#### TEXT SEGMENT
Born to dairy producers in South Dakota, Pride and Joy owner Allen Voortman has always loved farm life. When he was 10, the culmination of three years of drought put his family's farm out of business, and they lost everything. To Allen's dismay, the family moved west to Southern California. When he turned 21 in 1971, Allen was ready to see the country, and he traveled with a friend all over the United States. At the end of his travels, he ended up in Eastern Washington where he promptly found work on a dairy.

Allen started raising baby calves on his own and taking care of other people's dairies while they went on vacation. He took his farm-sitting pay in heifers—raising them until they were cows. This enabled him to build his own dairy herd without borrowing money. He partnered with another farmer in the area, pooling resources to work one dairy operation. Eventually, they sold that farm, which today is the only other organic dairy in Yakima Valley area. In 1978, Allen purchased the land where he and his wife Cheryl would raise their own family and build the farm they now call Pride and Joy.
########
#### GIVEN ENTRIES
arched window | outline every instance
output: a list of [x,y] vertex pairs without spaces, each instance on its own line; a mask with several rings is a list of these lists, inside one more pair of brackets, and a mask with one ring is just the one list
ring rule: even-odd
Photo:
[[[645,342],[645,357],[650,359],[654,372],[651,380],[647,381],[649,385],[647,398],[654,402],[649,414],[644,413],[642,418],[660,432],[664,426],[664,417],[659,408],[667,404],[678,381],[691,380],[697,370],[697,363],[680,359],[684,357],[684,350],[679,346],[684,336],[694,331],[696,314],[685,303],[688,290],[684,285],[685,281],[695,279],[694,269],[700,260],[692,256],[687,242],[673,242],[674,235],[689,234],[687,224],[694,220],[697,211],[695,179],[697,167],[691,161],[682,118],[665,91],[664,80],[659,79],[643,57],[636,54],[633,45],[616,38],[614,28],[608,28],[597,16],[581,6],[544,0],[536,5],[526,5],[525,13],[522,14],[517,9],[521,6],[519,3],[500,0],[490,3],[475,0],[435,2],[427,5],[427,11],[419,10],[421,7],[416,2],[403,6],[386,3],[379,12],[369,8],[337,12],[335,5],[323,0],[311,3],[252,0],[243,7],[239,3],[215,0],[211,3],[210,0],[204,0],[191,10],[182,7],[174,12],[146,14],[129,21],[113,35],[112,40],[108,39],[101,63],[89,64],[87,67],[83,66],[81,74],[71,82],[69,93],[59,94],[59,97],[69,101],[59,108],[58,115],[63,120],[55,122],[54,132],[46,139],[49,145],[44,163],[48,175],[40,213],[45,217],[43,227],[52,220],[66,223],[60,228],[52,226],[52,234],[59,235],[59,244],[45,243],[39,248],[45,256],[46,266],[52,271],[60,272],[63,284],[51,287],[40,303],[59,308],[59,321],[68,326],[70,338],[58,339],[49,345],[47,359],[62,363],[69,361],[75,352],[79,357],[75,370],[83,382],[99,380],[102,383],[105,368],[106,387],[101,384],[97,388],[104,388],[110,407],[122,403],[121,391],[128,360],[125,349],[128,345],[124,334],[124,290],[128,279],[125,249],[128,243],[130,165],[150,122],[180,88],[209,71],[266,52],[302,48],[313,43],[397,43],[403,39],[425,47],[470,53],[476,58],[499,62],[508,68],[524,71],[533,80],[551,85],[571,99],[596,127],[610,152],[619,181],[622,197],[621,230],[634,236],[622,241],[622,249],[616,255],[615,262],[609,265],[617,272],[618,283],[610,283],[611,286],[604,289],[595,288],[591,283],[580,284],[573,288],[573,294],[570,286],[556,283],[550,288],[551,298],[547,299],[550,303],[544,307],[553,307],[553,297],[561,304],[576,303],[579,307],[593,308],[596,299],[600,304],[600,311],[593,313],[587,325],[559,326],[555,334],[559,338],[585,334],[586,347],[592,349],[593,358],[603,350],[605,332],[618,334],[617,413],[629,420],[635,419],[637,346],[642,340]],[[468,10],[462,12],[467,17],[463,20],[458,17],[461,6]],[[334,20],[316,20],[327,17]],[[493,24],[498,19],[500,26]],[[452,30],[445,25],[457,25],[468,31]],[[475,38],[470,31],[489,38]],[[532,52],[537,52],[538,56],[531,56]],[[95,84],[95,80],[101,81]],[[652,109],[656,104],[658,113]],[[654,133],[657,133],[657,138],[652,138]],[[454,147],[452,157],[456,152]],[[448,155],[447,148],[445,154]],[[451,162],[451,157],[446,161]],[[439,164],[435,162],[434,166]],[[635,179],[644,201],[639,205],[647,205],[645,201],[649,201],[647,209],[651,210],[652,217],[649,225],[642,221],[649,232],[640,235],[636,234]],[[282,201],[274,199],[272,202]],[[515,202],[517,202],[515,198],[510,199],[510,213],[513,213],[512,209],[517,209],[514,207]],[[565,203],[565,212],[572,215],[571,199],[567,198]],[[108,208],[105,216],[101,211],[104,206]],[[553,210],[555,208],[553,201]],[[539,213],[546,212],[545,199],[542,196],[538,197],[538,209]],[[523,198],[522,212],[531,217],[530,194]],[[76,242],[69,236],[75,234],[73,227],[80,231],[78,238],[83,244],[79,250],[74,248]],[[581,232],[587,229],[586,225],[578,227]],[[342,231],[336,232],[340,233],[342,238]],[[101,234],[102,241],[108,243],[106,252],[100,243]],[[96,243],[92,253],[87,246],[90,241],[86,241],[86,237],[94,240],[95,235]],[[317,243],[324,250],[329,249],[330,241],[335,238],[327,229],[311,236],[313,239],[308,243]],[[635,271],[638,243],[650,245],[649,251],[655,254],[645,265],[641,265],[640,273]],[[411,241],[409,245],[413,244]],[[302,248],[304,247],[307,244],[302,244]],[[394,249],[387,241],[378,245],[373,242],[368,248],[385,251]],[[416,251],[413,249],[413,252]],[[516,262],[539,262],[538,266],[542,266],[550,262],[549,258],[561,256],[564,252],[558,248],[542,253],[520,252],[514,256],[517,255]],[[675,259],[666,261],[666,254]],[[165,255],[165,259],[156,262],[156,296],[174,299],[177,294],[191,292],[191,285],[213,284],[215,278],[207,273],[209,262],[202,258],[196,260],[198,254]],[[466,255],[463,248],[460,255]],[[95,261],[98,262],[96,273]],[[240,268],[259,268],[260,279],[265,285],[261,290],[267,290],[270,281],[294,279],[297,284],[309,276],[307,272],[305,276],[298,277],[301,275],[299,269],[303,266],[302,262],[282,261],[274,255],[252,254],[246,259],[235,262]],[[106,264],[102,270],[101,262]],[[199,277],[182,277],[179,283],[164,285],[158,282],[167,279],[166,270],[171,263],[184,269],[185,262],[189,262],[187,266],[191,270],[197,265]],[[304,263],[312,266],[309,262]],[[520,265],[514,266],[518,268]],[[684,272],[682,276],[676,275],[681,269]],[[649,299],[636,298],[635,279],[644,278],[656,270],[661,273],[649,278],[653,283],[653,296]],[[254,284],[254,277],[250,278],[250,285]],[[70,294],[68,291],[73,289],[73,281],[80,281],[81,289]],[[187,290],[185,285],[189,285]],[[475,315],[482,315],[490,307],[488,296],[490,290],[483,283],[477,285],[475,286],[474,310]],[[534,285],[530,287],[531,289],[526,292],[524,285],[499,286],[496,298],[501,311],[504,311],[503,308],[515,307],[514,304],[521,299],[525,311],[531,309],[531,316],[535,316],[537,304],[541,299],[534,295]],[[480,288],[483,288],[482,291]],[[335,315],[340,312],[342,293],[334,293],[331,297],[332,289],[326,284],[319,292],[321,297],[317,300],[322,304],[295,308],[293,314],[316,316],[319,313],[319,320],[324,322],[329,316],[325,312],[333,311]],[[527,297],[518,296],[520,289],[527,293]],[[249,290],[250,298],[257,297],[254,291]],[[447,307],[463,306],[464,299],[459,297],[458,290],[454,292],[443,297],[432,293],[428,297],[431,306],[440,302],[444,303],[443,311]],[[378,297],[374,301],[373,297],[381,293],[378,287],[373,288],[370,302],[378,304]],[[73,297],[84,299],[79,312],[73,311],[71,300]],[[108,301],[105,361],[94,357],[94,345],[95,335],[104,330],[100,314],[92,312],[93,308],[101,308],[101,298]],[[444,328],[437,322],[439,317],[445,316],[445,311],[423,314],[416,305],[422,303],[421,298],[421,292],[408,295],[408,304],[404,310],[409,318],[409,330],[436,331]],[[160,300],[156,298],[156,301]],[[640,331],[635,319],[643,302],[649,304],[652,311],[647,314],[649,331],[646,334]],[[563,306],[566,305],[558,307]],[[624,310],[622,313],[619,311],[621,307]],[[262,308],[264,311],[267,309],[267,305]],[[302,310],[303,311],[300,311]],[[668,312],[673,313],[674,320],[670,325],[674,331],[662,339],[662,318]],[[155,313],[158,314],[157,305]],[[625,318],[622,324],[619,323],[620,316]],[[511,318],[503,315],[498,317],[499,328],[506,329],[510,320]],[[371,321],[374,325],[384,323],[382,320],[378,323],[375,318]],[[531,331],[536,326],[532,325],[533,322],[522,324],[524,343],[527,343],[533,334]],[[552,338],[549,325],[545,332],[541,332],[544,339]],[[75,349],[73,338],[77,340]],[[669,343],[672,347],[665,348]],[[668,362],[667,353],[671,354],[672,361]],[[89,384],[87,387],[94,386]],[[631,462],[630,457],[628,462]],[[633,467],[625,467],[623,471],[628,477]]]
########
SHORT TASK 1:
According to the text about Allen Voortman, how did he build his own dairy herd without borrowing money?
SHORT TASK 2:
Go on with the text about Allen Voortman from its last sentence.

TASK OUTPUT 1:
He took his farm-sitting pay in heifers and raised them until they were cows.

TASK OUTPUT 2:
Looking back on his earlier farming days, Allen recalls a time the enjoyment he derived from farming was slowly draining out of him. "I came from high production farming—a high-input, high-output operation, and it wasn't any fun anymore," he says. "All I was doing was servicing short-term debt, and not really getting anywhere.  But, not anymore!"

"I feel really good about what we are doing now," Allen says. "It's a low-stress lifestyle. I am lucky to work with cows every day and produce the best products we can put out there."